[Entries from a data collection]
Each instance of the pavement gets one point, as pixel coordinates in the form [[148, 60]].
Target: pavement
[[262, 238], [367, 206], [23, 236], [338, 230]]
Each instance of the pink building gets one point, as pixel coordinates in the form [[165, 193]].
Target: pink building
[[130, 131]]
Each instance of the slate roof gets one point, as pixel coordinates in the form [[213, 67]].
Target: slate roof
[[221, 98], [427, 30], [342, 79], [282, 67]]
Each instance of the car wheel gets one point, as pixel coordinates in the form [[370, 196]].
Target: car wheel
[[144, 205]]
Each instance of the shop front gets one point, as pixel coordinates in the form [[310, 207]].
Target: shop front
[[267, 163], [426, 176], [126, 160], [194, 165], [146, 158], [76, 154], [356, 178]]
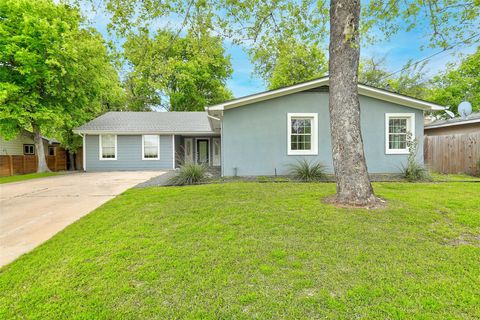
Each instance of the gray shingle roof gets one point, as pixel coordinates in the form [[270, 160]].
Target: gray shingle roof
[[454, 121], [148, 122]]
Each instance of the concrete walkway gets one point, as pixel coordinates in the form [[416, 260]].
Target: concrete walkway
[[32, 211]]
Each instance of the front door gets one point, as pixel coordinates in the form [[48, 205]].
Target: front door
[[202, 151], [216, 151], [188, 150]]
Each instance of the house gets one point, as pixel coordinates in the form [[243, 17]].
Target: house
[[453, 145], [23, 144], [260, 134]]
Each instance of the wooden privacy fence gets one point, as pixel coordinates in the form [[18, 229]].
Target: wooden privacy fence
[[11, 165], [456, 153]]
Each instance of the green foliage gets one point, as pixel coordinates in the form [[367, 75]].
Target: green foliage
[[54, 73], [458, 83], [188, 174], [413, 171], [410, 81], [290, 62], [257, 251], [307, 171], [177, 73]]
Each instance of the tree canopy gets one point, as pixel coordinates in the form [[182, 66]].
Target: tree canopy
[[54, 73], [459, 82]]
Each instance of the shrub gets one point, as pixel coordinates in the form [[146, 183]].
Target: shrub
[[189, 173], [307, 172], [414, 171]]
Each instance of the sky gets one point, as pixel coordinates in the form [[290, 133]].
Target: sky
[[398, 50]]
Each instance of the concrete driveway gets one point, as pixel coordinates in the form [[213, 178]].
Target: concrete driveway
[[33, 211]]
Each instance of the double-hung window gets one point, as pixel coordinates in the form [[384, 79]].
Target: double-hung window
[[108, 147], [397, 127], [151, 147], [302, 134]]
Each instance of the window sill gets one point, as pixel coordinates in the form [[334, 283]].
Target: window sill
[[302, 153]]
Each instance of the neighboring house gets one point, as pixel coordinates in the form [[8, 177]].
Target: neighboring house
[[453, 145], [469, 124], [260, 134], [23, 144]]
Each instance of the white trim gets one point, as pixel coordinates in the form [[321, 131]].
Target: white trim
[[314, 140], [100, 147], [143, 147], [451, 124], [410, 128], [84, 151], [162, 133], [362, 90], [173, 150], [195, 156]]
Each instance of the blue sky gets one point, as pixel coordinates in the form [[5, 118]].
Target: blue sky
[[398, 51]]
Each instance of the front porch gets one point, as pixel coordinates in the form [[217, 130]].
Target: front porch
[[198, 149]]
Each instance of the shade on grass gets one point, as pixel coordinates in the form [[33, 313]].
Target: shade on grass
[[251, 250]]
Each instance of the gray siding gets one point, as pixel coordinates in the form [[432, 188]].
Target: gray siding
[[129, 154], [255, 136]]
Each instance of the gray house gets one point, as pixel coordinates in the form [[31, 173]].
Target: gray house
[[260, 134]]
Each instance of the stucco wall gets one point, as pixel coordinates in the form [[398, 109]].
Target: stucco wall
[[255, 136], [129, 154]]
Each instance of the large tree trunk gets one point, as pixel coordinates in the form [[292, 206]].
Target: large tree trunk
[[37, 138], [353, 184]]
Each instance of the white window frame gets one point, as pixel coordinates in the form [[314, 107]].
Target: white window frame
[[100, 153], [410, 128], [143, 147], [314, 140]]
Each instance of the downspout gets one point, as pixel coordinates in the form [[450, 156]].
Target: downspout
[[84, 158], [173, 151]]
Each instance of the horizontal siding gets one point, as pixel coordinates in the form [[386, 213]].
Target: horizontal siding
[[129, 154]]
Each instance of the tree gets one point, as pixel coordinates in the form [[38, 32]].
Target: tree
[[178, 73], [458, 83], [49, 69], [411, 80], [252, 22]]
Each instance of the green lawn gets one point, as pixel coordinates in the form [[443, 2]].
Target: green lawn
[[26, 177], [258, 250]]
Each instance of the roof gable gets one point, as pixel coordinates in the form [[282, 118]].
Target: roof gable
[[148, 122], [325, 81]]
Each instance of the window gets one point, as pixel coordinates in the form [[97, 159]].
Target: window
[[108, 147], [151, 147], [397, 126], [28, 149], [302, 133]]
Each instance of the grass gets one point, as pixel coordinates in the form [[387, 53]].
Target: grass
[[440, 177], [258, 250], [28, 176]]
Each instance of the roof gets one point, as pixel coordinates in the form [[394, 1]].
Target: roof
[[363, 89], [472, 118], [148, 122]]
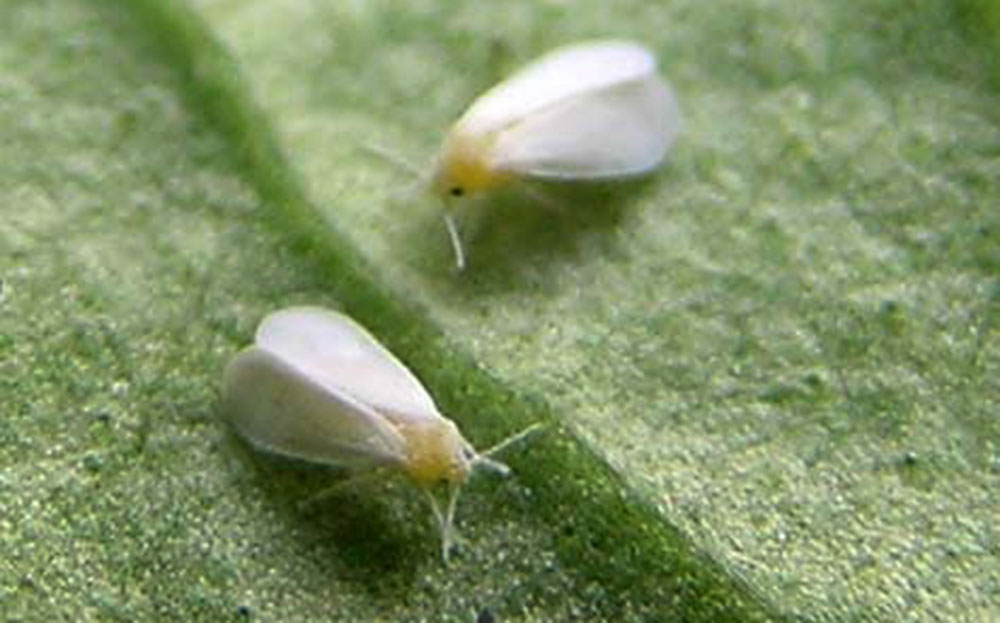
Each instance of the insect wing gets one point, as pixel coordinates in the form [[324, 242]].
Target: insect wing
[[557, 76], [623, 129], [280, 409], [340, 355]]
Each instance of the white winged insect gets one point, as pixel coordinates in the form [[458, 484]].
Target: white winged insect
[[590, 111], [316, 386]]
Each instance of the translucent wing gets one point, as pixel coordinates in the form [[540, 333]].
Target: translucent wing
[[557, 76], [341, 356], [280, 409], [619, 130]]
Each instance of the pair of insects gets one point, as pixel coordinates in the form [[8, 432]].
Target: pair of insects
[[317, 386]]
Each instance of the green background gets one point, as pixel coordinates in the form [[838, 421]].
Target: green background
[[769, 372]]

Aim — Reproduce all of the entries above, swapping "gets one point" for "receives a single point" wherever it occurs and leaving everything else unchanged. Omit the pictures from the reproduction.

Task answer —
Each instance of the pavement receives a single point, as pixel coordinates in the form [[148, 60]].
Target: pavement
[[262, 238], [367, 206], [23, 236], [338, 230]]
Each instance of the pink building receives a single point, as pixel coordinates in the form [[165, 193]].
Target: pink building
[[130, 131]]
Each instance of the slate roof receives a single point, as pixel coordinates in the form [[213, 67]].
Target: slate roof
[[221, 98], [427, 30], [342, 79], [282, 67]]
Each instance of the car wheel receives a single point, as pixel coordinates in the form [[370, 196]].
Target: car wheel
[[144, 205]]
Each instance of the shop front receives a single point, as pixel coordinates in the form [[310, 207]].
Target: shop front
[[267, 163], [426, 176], [126, 160], [194, 165], [146, 158], [76, 154], [356, 178]]
Each instance of the gray shingle roof receives a single point, as pixel coordinates in the form [[270, 160]].
Target: gray shingle roof
[[454, 121], [148, 122]]
Each instance of the concrete walkway receives a single point, as pixel coordinates in the form [[416, 260]].
Target: concrete walkway
[[32, 211]]
Each instance of the front door receives a single point, as pixel coordinates in the form [[48, 205]].
Target: front door
[[202, 151], [216, 151], [188, 150]]
Each instance of the house receives a single point, as pixel coordinates in the form [[243, 17]].
Target: house
[[453, 145], [23, 144], [260, 134]]
Each instance of the wooden privacy fence receives a single point, as pixel coordinates in the form [[18, 229]].
Target: wooden privacy fence
[[11, 165], [456, 153]]
Each instance of the green foliage receives a single point, as pixel coordinates in the form [[367, 75]].
Target: green foliage
[[54, 73], [458, 83], [188, 174], [413, 171], [410, 81], [290, 62], [257, 251], [307, 171], [177, 73]]
Each instance of the tree canopy receives a single point, as pixel coordinates in the form [[182, 66]].
Target: tree canopy
[[54, 73], [459, 82]]
Each instance of the shrub receives a single point, as pixel coordinates in the form [[146, 183]].
Target: shrub
[[189, 173], [307, 172], [414, 171]]
Each instance of the sky receives a single point, as pixel coordinates in the form [[290, 133]].
Target: sky
[[398, 50]]
Each instance of the concrete driveway receives a single point, as pixel coordinates in the form [[213, 178]].
Target: concrete driveway
[[33, 211]]
Each instance of the double-hung window receives a single point, as pixel coordinates in the form [[384, 79]].
Target: double-hung window
[[108, 147], [397, 127], [151, 147], [302, 134]]
Each instance of the window sill receives a single point, as pixel coordinates in the form [[334, 283]].
Target: window sill
[[302, 153]]
Each instance of the neighboring house receives a single point, as pixel coordinates in the form [[8, 177]].
Target: neighboring house
[[453, 145], [469, 124], [260, 134], [23, 144]]
Each instance of the white trim receives a single point, as pixel coordinates in the form [[321, 131]].
Target: white trim
[[314, 140], [100, 147], [143, 147], [451, 124], [410, 128], [84, 151], [162, 133], [362, 90], [173, 150], [195, 156]]
Each instance of the blue sky receives a single point, as pixel coordinates in the form [[5, 118]].
Target: blue sky
[[398, 51]]
Each instance of the front porch receives a single point, as pixel coordinates in the form [[217, 130]].
Target: front porch
[[198, 149]]
Each instance of the shade on grass receives a single point, as pixel coordinates in the form [[33, 313]].
Target: shade on grass
[[251, 250]]
Each instance of the gray siding receives a single point, as pixel coordinates in the form [[432, 188]].
Target: gray siding
[[129, 154], [255, 136]]
Each instance of the gray house receives a single point, as pixel coordinates in the form [[31, 173]].
Target: gray house
[[260, 134]]
Each instance of the stucco wall receives a single point, as pixel coordinates in the form [[398, 109]].
Target: stucco wall
[[255, 136], [129, 154]]
Each instance of the large tree trunk receives a single point, as pixel coordinates in the form [[292, 206]].
Target: large tree trunk
[[37, 138], [353, 184]]
Each instance of the white window frame receives a single point, as pixel coordinates in the form [[314, 107]].
Target: white window frame
[[100, 153], [410, 128], [143, 147], [314, 140]]
Each instance of the downspout receives a single point, as pixel coordinates in the form [[450, 156]].
Target: downspout
[[84, 158], [173, 151]]
Each instance of the horizontal siding receives a single point, as pixel coordinates in the form [[386, 213]].
Target: horizontal siding
[[129, 154]]
Each instance of the tree receives a single point, as pixel coordinates in the form [[38, 32]].
Target: tree
[[178, 73], [458, 83], [49, 69], [411, 80], [252, 22]]
Each instance of the green lawn receives a single point, as pixel coordinates in the form [[443, 2]].
Target: green lawn
[[26, 177], [258, 250]]
Each instance of the roof gable receives a single point, as pixel coordinates in the form [[282, 118]].
Target: roof gable
[[148, 122], [325, 81]]
Each instance of the window receives a single point, as pixel coordinates in the form [[97, 159]].
Target: window
[[108, 147], [151, 147], [397, 126], [28, 149], [302, 133]]
Each instance of the grass receives a single point, as pixel coordinates in the form [[387, 53]].
Target: grass
[[440, 177], [258, 250], [28, 176]]
Each instance of the roof receives a single point, as pixel coordinates in the form [[394, 1]].
Target: roof
[[363, 89], [472, 118], [148, 122]]
Each instance of the insect wing receives a single point, as pixel coordinates in the form [[324, 242]].
Target: insect wing
[[557, 76], [623, 129], [280, 409], [340, 355]]
Each instance of the white winged insect receives a single point, as pixel coordinates in the form [[458, 484]].
Target: white winged insect
[[590, 111], [316, 386]]
Each instance of the translucent wing receives a single point, as pixel coordinates in the form [[540, 333]].
Target: translucent wing
[[557, 76], [341, 356], [280, 409], [619, 130]]
Each instance of the pair of insects receives a single point, as pixel coordinates in the form [[8, 432]].
Target: pair of insects
[[317, 386]]
Each instance of the green background receives a single point, as pixel coordinates in the form [[838, 421]].
Target: green background
[[769, 372]]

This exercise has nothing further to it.